• GIVEN PROBLEM
Output the data below in full, byte for byte. Nothing may differ.

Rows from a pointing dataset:

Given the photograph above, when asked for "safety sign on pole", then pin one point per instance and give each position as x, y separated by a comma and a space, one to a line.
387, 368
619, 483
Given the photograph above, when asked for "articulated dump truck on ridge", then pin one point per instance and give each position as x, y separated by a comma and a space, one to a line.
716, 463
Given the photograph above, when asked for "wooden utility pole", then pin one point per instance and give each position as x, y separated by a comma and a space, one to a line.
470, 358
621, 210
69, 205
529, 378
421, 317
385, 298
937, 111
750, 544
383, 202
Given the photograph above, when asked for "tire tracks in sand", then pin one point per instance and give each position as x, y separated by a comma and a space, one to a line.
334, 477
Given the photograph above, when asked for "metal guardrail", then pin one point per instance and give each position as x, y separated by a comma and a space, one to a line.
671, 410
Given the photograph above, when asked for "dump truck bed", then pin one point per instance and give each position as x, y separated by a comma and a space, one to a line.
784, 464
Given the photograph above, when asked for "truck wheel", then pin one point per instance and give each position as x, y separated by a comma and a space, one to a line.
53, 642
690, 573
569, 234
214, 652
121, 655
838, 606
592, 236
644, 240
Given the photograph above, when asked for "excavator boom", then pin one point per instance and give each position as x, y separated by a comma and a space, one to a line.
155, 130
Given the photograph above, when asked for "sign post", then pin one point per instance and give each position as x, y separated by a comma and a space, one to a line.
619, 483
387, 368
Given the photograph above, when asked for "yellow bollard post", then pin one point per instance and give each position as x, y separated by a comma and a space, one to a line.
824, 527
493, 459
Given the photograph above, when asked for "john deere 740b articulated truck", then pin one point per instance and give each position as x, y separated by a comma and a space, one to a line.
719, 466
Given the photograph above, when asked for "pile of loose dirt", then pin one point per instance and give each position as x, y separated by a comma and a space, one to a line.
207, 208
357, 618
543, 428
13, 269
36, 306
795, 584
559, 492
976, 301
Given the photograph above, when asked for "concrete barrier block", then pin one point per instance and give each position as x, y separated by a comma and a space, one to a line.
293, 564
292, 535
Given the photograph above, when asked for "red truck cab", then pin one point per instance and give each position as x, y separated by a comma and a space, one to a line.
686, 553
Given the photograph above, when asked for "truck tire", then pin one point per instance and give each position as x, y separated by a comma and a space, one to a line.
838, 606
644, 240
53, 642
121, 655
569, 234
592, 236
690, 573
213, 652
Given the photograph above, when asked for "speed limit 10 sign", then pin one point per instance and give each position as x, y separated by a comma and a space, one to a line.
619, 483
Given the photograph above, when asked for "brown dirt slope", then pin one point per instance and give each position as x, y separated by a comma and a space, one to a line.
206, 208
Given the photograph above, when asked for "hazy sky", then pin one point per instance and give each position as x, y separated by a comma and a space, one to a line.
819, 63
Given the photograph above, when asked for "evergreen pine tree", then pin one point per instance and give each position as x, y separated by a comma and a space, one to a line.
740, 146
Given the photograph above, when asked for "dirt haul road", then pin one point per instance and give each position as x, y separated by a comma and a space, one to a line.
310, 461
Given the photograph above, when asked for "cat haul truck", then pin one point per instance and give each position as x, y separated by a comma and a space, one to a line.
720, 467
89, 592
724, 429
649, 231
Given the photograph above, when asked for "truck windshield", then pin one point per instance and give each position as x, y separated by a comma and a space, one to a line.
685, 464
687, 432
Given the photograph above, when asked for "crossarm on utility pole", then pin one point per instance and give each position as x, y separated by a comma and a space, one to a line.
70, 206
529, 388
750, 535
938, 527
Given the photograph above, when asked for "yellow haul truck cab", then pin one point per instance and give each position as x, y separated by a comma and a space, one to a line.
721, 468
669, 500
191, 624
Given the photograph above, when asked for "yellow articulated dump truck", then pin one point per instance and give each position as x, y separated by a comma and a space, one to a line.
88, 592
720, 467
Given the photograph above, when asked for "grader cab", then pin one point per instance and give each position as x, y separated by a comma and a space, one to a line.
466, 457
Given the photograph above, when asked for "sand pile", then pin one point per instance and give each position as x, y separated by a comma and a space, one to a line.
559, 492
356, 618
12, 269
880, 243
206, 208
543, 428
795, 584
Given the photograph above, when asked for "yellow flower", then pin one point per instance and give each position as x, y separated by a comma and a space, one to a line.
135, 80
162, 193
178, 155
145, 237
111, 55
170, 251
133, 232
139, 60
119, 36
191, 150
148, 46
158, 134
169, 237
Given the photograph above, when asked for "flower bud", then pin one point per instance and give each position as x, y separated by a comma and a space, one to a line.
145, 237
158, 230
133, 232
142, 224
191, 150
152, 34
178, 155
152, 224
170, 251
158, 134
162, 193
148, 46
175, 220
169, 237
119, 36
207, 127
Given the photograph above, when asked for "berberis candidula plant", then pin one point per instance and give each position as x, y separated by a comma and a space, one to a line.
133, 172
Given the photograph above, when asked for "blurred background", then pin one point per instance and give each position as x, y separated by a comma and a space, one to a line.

• SOLUTION FOR THIS TASK
Given the photograph above, when asked for "safety sign on pole", then pin one point per instance and give each position as x, y separated by a comma and a space, one to a line.
387, 368
619, 483
Given the photograph above, when asked for "articulated dump truck on ridge", then pin one point per instance and give each position as x, y separated by a comma and a space, one to a line.
716, 463
Given the photograph above, when asked for "wooden utility pole", then pin one point per instance and give each position as x, y separated by a comma and a space, one to a line.
470, 358
621, 210
69, 205
529, 378
421, 317
385, 298
937, 111
750, 544
383, 202
Given the photograph above, when asked for "tire tracks in sand", then pin one point per instance and give each position as x, y separated by a comma and a space, one to a line.
334, 477
Given the photograph above, when asked for "metal guardrail", then pin one point per instance and give each position as x, y separated by a comma and a space, one to a line.
671, 410
Given the photograph above, when asked for "dump truck bed", then pin one point per instance and give each position as x, y separated by a comma and a space, one to a line.
784, 464
Given the photograph above, when asked for "truck wheel", then pin one point per instance and give each position as x, y separated by a comma and a space, one to a line.
53, 642
690, 573
569, 234
214, 652
121, 655
838, 606
592, 236
644, 240
Given the photograph above, when asked for "excavator boom", then pin one point per instance and give each position as x, y separated by a comma and a space, one to a line.
155, 130
Given the photograph above, when asked for "sign post", then pin one point per instance and give each position as x, y separated by a comma and a space, one to a line.
619, 483
387, 368
Given the photograph above, when asked for "yellow bollard post", then pin one point per instance and give each position as x, y separated by a comma and a space, one to a line.
824, 527
493, 459
Given the photograph above, when asked for "john deere 740b articulated truck", then pin one point per instance and give each position as x, y separated by a comma and a space, one to a line.
719, 466
Given the photograph above, when asked for "pile of loose dirt", then pin one point per instance and give each position as x, y separated by a comma and a space, one to a line.
207, 208
357, 618
543, 428
13, 269
36, 306
795, 584
559, 492
976, 301
Given the photograph above, when asked for "concrete barrier block", then pin one point per instance and give each position as x, y separated by a comma and a space, one to a line.
293, 564
292, 535
Given the photograph above, when asked for "red truck cab", then pin one point per instance and give each position as x, y separated by a comma and a space, one to a line.
686, 553
Given the photograph above, when asked for "truck tire", then pin one point per instance and give each position as x, y separated by a comma and a space, one to a line.
838, 606
644, 240
53, 642
121, 655
569, 234
592, 236
690, 573
213, 652
Given the photograph above, when asked for "speed limit 10 sign", then pin one point per instance and give each position as x, y separated by a comma and a space, one to a line.
619, 483
Given the photograph above, when asked for "brown dirt slope", then pin one point per instance and give each position as x, y separated by a comma and a space, one to a line.
206, 208
Given the photograph above, when asked for "hazy sky", then pin one point per instance and give each position as x, y separated by a comma and a space, one to a line.
819, 63
Given the photograph above, when asked for "evergreen pine tree", then pin one point per instance and give each position as x, y separated by a comma and a space, one to a line.
740, 146
Given the photograph above, when asked for "dirt haul road", then pin one point per instance and give each position as x, y separated by a comma and a space, one to a line.
310, 461
Given the photograph above, when asked for "cat haul truck", then pin one point per instance and give each position as x, y separated by a comma and a space, one to a line.
720, 467
89, 592
724, 429
649, 231
Given the photograph above, when asked for "truck windshield", then pin one point per instance and give each position as x, y separated by a comma and a space, one to a line.
685, 464
687, 432
Given the photograph above, when asked for "crossarm on utility pole", then pin one point per instance and give each position as x, y separated by a comma and a space, one to a line.
70, 206
529, 388
750, 535
938, 527
Given the photograph above, when asked for "yellow haul truck cab", then pin one point per instance and give each position as x, y separated by a comma and a space, one to a line.
721, 468
669, 500
191, 624
Given the photograph above, when asked for "yellow articulated dump truck", then pin one point per instance and give each position as x, y separated by a comma and a space, one to a line.
88, 592
720, 467
Given the photograph above, when asked for "grader cab", then pin one point per instance and give each position as x, y separated by a comma and a space, one to a line.
466, 457
Given the photograph above, when asked for "sand pile", then pin one point per instance and give each position as x, y separated by a comma and a space, one to a line.
559, 492
356, 618
12, 269
880, 243
206, 208
543, 428
795, 584
Given the photograph above, when asked for "yellow flower", then pin one point per instance and give each position as x, y separated by a comma and a space, one to a line.
135, 80
162, 193
178, 155
145, 237
111, 55
170, 251
133, 232
139, 60
119, 36
191, 150
148, 46
158, 134
169, 237
Given the photograph above, when asked for "flower bud", then pin one point per instance and give each position as x, y separated by a comma and a space, one to a line.
145, 237
158, 230
133, 232
142, 224
191, 150
152, 34
178, 155
152, 224
170, 251
158, 134
162, 193
148, 46
175, 220
169, 237
119, 36
207, 127
Given the photograph above, when asked for "berberis candidula plant", then pin one point per instance and give each position as x, y separated by a comma and a space, one to a line.
133, 172
Given the photograph above, when asked for "blurred background", then pin one point per instance and give each position as x, y separated by a comma and a space, one to a line.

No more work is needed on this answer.